Conjunto de tareas
(a) Indica si cada afirmación coincide con el relato de la lluvia y respalda cada respuesta con las palabras exactas del relato: (i) la lluvia siguió sin parar durante cuatro horas; (ii) la estancia en la residencia de los padres duró un mes; (iii) se perdieron algunas ocho vidas.
(b) Resume en dos oraciones el relato de la lluvia.
(c) Prosigue el relato de la lluvia a partir de su última oración.

Fragmento citado
= = = =
Era un viernes común. Nuestra rutina de preescolar, trabajo y mi ocasional visita al salón de belleza me habían hecho sentir bastante productiva. Justo cuando íbamos a salir a nuestro acostumbrado paseo vespertino, empezó a lloviznar.
“Vamos a esperar a que pare”, le dije a mi esposo.
Pero por cuatro horas seguidas, no paró.
De hecho, llovió tanto que se consideró un fenómeno histórico para el país. Llovió tanto que se perdieron un sinnúmero de vehículos y bienes, y tristemente, algunas ocho vidas cuyo valor es inmensurable.
En nuestro edificio los servicios básicos colapsaron, decidimos evacuar y trasladarnos a la residencia de mis padres, donde permanecimos por tres semanas. Agradecidos de su hospitalidad, y aliviados de poder volver a casa, empacamos, nos despedimos y poco a poco regresamos al ritmo usual de nuestros días.
= = = =
Filas tomadas de un conjunto de datos
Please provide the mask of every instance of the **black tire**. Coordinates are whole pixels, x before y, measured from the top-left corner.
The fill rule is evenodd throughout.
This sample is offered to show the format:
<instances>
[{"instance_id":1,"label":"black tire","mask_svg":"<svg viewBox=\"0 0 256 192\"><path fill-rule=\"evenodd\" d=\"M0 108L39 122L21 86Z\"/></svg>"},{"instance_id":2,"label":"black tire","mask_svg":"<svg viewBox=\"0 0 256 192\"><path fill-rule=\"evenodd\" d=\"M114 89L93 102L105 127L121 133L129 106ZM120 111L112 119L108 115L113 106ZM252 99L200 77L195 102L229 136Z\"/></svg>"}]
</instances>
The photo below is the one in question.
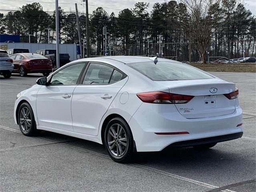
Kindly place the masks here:
<instances>
[{"instance_id":1,"label":"black tire","mask_svg":"<svg viewBox=\"0 0 256 192\"><path fill-rule=\"evenodd\" d=\"M3 75L5 78L10 78L12 76L12 73L10 71L5 72Z\"/></svg>"},{"instance_id":2,"label":"black tire","mask_svg":"<svg viewBox=\"0 0 256 192\"><path fill-rule=\"evenodd\" d=\"M206 150L211 148L216 145L217 143L211 143L207 144L202 144L202 145L195 145L193 146L194 148L198 150Z\"/></svg>"},{"instance_id":3,"label":"black tire","mask_svg":"<svg viewBox=\"0 0 256 192\"><path fill-rule=\"evenodd\" d=\"M28 119L26 120L27 120L28 118L30 118L31 120L31 126L28 129L26 129L25 126L24 125L27 123L24 122L22 124L21 122L22 119L24 119L24 117L22 116L24 116L22 114L24 113L24 112L26 111L26 110L28 110L29 112L29 115L27 116ZM22 134L26 136L35 136L37 135L39 132L36 129L36 121L35 120L33 110L28 103L25 102L22 103L20 106L18 116L19 126L20 127L20 131ZM28 123L27 123L27 124L28 124ZM28 127L27 125L26 127Z\"/></svg>"},{"instance_id":4,"label":"black tire","mask_svg":"<svg viewBox=\"0 0 256 192\"><path fill-rule=\"evenodd\" d=\"M23 67L20 67L20 68L19 69L19 72L20 73L20 75L22 77L26 77L27 74L27 73L26 72L25 68Z\"/></svg>"},{"instance_id":5,"label":"black tire","mask_svg":"<svg viewBox=\"0 0 256 192\"><path fill-rule=\"evenodd\" d=\"M43 75L45 77L47 77L49 75L50 75L50 72L44 72L42 73Z\"/></svg>"},{"instance_id":6,"label":"black tire","mask_svg":"<svg viewBox=\"0 0 256 192\"><path fill-rule=\"evenodd\" d=\"M113 138L112 142L114 142L113 144L113 145L110 146L109 146L108 140L111 139L110 139L110 138L112 138L113 137L109 133L109 131L110 131L110 129L111 128L113 128L114 126L116 126L116 125L120 125L122 127L120 129L122 128L122 130L120 132L121 132L120 135L121 136L119 137L121 137L121 138L119 138L120 141L118 141L118 139L117 139L117 140L116 140L118 138L116 138L116 139L115 139L114 138ZM116 132L118 132L118 131ZM122 141L121 141L121 139L124 139L124 138L126 138L126 146L125 146L123 144L120 144L120 142L123 144L124 142L125 143L124 140L122 140ZM114 141L115 140L115 141ZM109 121L105 130L104 142L109 156L113 160L116 162L122 163L127 162L130 160L133 154L133 138L132 137L132 131L129 125L123 119L120 117L116 117ZM125 144L125 143L124 144ZM114 146L114 144L116 145ZM122 152L121 152L122 154L120 155L119 152L119 156L118 156L118 154L117 153L117 150L118 150L118 152L120 151L118 150L118 146L121 146L120 147L121 148L121 151L122 152L123 151L122 150L122 148L125 147L126 148L123 151L123 154L122 154ZM110 150L110 147L113 146L114 146L113 148L113 149L112 150ZM115 153L115 148L116 149L116 154L114 154L114 153Z\"/></svg>"}]
</instances>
= = = =
Lista de respuestas
(a)
(i) Sí: "Pero por cuatro horas seguidas, no paró."
(ii) No: "donde permanecimos por tres semanas"
(iii) Sí: "y tristemente, algunas ocho vidas cuyo valor es inmensurable"

(b) Un viernes común, justo antes del paseo vespertino, empezó a lloviznar y la lluvia no paró en cuatro horas, algo que se consideró un fenómeno histórico para el país y que causó la pérdida de un sinnúmero de vehículos y bienes y de algunas ocho vidas. Al colapsar los servicios básicos del edificio, la familia evacuó a la residencia de los padres, donde permaneció tres semanas, y después volvió a casa y poco a poco al ritmo usual de sus días.

(c)
Creo que ese día movió algo en mi interior, quizá en el tuyo también. He escuchado decenas de historias de personas literalmente atrapadas por un agua violenta e incesante, que nos recordó nuestra propia fragilidad y todo lo que constantemente pasamos por alto: un día en familia, electricidad y agua, un vehículo en el cual desplazarnos, la calidez de nuestro propio hogar, un poco de predictibilidad y cotidianidad.
Dios me ha estado enseñando a depender más de Él y confiar en El, no en las circunstancias o en las emociones que estoy experimentando. Porque Él es fiel y sus promesas se cumplen. Ya lo he vivido una y otra vez, pero en su paciencia y amor, vuelve a recordármelo. Las emociones y las circunstancias son efímeras pero las promesas de Dios son eternas y verdaderas.
Me está enseñando a entregarle mis cargas y todo aquello que como nueva mamá muchas veces me cubre, me agobia y hace que vea a blanco y negro, que vea todo tan fuera de mi control como aquella incesante lluvia.
Pero Él tiene el control.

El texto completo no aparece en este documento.